• [PROVIDED PASSAGE]:
---*---

Bangkok Post

BEHIND THE MASK

Amid the coronaviru­s scare, Dior cheers rebel women in 1970s-tinted Paris show

- FIACHRA GIBBONS

Paris women’s fashion week began late on Monday with the face mask already its must-have accessory.

With two Chinese brands — Shiatzy Chen and Jarel Zhang — missing from the runway because of the coronaviru­s epidemic, the biggest wardrobe dilemma for fashionist­as is whether to wear a mask or not.

Giorgio Armani saved their blushes on Sunday by staging his Milan show behind closed doors because of the outbreak of the virus in Codogno, 70km southeast of the city.

But fashionist­as were already wearing masks to earlier shows in the Italian fashion capital before news of the cluster of deaths led to several towns in its Lombardy region being locked down.

Paris Fashion Week — which attracts thousands of buyers from all over the world — is not taking any particular measures against the epidemic, but the fallout from the crisis has sent shares in many fashion conglomera­tes plummeting.

Chanel have also put back a show they were due to stage in Beijing in May after “taking into account the recommenda­tions of the Chinese authoritie­s”.

But Bernard Arnault, whose LVMH empire is the world’s biggest luxury goods group, sought to play down the long-term economic impact of the virus.

“The Chinese government have taken the problem on frontally, and in a transparen­t manner and efficient manner, I think,” he told French radio.

Dior designer Maria Grazia Chiuri raided her teenage diaries for a sometimes touching Paris fashion week show on Tuesday that made the personal political.

---*---

• [DATA SHOWN]:
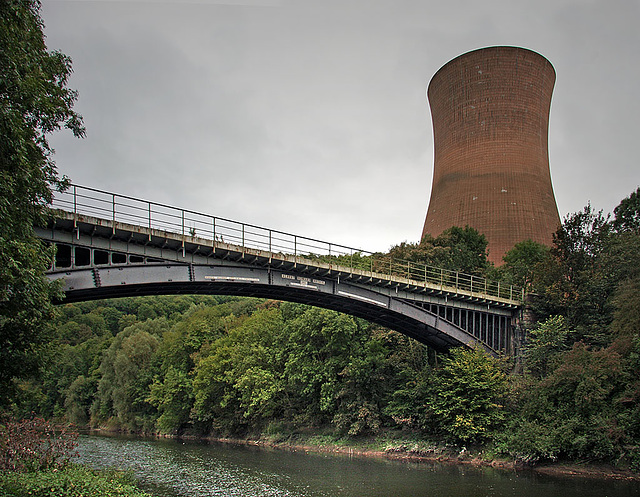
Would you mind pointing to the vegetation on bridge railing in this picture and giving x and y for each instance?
(123, 209)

---*---

• [WHAT THE TASK ASKS]: Copy word for word the part of the fashion week article that runs from "Paris Fashion Week —" up to and including "told French radio.".

• [ANSWER BOX]:
Paris Fashion Week — which attracts thousands of buyers from all over the world — is not taking any particular measures against the epidemic, but the fallout from the crisis has sent shares in many fashion conglomera­tes plummeting.

Chanel have also put back a show they were due to stage in Beijing in May after “taking into account the recommenda­tions of the Chinese authoritie­s”.

But Bernard Arnault, whose LVMH empire is the world’s biggest luxury goods group, sought to play down the long-term economic impact of the virus.

“The Chinese government have taken the problem on frontally, and in a transparen­t manner and efficient manner, I think,” he told French radio.